▶ [What is expected] Show the lines of the material that contain the word "tower".

---------- Records

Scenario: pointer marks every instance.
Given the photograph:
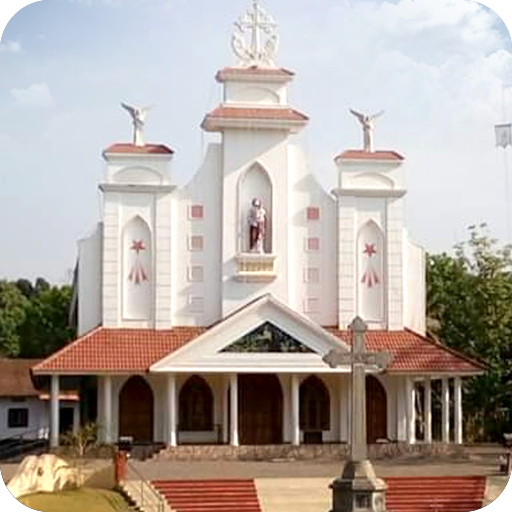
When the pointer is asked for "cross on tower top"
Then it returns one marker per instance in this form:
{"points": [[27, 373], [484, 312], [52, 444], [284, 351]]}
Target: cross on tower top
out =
{"points": [[258, 23], [358, 359]]}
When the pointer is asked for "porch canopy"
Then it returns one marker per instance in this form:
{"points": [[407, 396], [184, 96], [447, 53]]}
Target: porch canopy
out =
{"points": [[265, 337]]}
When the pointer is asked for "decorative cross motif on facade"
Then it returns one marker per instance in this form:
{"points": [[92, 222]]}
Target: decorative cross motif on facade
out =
{"points": [[358, 359], [370, 277], [137, 273], [256, 21]]}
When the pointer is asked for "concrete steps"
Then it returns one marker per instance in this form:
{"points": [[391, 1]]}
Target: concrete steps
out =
{"points": [[209, 495], [142, 497], [435, 494], [405, 494]]}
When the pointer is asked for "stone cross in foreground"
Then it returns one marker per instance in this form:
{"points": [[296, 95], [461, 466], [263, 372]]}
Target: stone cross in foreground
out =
{"points": [[358, 488]]}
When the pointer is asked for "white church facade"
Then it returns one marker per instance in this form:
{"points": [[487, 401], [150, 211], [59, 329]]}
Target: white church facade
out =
{"points": [[205, 311]]}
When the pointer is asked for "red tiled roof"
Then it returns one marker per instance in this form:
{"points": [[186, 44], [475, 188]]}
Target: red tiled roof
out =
{"points": [[278, 114], [130, 350], [359, 154], [15, 377], [253, 70], [135, 350], [413, 352], [142, 150]]}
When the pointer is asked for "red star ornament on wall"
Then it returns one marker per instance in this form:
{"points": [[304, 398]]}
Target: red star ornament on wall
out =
{"points": [[137, 273], [370, 277]]}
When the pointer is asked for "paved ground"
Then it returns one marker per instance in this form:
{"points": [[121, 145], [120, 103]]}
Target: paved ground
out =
{"points": [[481, 460]]}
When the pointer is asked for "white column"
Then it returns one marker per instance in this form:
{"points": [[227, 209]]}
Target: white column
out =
{"points": [[54, 411], [428, 410], [172, 437], [295, 399], [445, 400], [457, 399], [76, 417], [343, 409], [411, 411], [401, 410], [233, 390], [225, 411], [107, 408]]}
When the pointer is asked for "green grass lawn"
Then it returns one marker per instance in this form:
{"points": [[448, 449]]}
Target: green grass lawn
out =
{"points": [[80, 500]]}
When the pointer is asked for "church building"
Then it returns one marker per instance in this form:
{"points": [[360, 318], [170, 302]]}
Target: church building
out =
{"points": [[205, 312]]}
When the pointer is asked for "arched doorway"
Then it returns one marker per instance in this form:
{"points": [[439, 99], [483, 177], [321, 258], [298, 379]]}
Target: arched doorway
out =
{"points": [[136, 410], [315, 408], [260, 409], [196, 406], [376, 410]]}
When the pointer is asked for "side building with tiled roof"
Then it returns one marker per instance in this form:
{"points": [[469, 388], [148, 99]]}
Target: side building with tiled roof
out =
{"points": [[25, 405], [205, 312]]}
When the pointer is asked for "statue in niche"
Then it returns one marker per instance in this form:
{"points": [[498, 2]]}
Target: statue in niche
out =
{"points": [[257, 219]]}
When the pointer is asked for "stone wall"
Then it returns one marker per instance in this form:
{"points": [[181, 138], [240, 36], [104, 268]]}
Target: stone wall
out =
{"points": [[304, 452]]}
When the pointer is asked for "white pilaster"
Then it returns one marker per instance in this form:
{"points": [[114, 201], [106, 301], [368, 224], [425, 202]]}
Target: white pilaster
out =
{"points": [[346, 260], [401, 410], [172, 437], [54, 411], [428, 410], [111, 265], [445, 399], [233, 390], [295, 410], [107, 408], [76, 417], [411, 411], [163, 245], [225, 410], [395, 264], [457, 399]]}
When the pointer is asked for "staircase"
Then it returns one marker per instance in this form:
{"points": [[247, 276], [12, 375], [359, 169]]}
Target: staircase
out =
{"points": [[435, 494], [209, 495]]}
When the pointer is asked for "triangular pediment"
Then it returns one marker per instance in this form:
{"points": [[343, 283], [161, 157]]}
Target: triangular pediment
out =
{"points": [[267, 338], [264, 335]]}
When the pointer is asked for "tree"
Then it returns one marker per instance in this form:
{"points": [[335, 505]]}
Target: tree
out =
{"points": [[45, 327], [469, 307], [13, 306]]}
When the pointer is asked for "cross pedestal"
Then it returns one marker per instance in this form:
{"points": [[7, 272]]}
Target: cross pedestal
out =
{"points": [[358, 489]]}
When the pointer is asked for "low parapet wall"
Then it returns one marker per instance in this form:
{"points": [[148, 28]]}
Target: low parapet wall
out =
{"points": [[304, 452]]}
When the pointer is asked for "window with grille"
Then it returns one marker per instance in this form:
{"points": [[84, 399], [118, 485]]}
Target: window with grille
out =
{"points": [[196, 406], [17, 418]]}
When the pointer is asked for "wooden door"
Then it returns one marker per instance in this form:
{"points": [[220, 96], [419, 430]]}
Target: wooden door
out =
{"points": [[136, 410], [376, 410], [260, 409]]}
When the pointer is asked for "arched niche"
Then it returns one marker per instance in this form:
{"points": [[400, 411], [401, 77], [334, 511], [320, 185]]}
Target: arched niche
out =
{"points": [[315, 405], [255, 183], [138, 176], [261, 95], [136, 405], [370, 273], [137, 269], [376, 410], [196, 406], [372, 180]]}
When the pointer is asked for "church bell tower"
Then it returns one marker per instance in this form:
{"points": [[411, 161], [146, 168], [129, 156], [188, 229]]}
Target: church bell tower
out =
{"points": [[371, 235], [255, 121]]}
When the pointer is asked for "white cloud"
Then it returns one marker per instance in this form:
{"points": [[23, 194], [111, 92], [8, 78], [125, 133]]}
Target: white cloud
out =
{"points": [[37, 95], [10, 47]]}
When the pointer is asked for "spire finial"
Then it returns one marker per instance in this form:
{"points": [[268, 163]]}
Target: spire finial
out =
{"points": [[258, 23]]}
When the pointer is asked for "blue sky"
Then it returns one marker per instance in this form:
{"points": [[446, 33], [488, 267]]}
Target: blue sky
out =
{"points": [[436, 66]]}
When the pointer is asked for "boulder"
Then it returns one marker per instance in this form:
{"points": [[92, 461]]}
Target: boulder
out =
{"points": [[43, 473]]}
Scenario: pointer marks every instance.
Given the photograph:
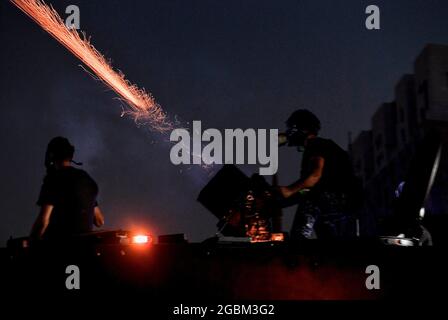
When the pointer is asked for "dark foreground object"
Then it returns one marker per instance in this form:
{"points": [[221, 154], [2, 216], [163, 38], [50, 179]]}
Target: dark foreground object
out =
{"points": [[212, 271]]}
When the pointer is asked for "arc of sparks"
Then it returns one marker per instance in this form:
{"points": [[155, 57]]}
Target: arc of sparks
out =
{"points": [[142, 106]]}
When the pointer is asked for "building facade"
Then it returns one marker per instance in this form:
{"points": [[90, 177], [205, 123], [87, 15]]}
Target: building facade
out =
{"points": [[383, 154]]}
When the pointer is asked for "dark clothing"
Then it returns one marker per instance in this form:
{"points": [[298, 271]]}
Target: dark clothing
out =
{"points": [[323, 212], [322, 216], [73, 194], [337, 175]]}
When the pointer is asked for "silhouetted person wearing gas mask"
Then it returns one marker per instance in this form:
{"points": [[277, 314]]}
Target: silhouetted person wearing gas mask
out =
{"points": [[67, 198], [326, 186]]}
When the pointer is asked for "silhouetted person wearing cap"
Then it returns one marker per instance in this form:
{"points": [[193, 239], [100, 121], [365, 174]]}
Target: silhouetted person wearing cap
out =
{"points": [[67, 198], [326, 185]]}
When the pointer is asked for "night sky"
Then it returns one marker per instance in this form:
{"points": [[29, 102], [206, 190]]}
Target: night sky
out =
{"points": [[230, 64]]}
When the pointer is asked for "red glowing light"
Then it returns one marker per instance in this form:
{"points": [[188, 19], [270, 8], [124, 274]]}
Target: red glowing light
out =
{"points": [[141, 239]]}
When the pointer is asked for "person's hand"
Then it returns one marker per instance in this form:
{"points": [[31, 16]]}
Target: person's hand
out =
{"points": [[284, 191]]}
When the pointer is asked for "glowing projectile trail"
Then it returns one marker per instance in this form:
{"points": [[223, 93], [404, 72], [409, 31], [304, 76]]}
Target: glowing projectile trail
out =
{"points": [[142, 105]]}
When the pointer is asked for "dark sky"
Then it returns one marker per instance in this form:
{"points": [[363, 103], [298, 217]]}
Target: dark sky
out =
{"points": [[230, 64]]}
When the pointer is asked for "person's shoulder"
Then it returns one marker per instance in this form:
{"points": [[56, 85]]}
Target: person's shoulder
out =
{"points": [[319, 142]]}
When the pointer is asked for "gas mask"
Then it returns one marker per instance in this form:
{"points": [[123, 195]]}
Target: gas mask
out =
{"points": [[294, 137]]}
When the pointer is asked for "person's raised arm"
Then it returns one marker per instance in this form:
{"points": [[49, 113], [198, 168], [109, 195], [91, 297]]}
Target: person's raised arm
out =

--------------------

▶ [Your solution]
When the pointer is asked for "cross on tower top"
Target: cross on tower top
When the pointer is asked for "church bell tower"
Target: church bell tower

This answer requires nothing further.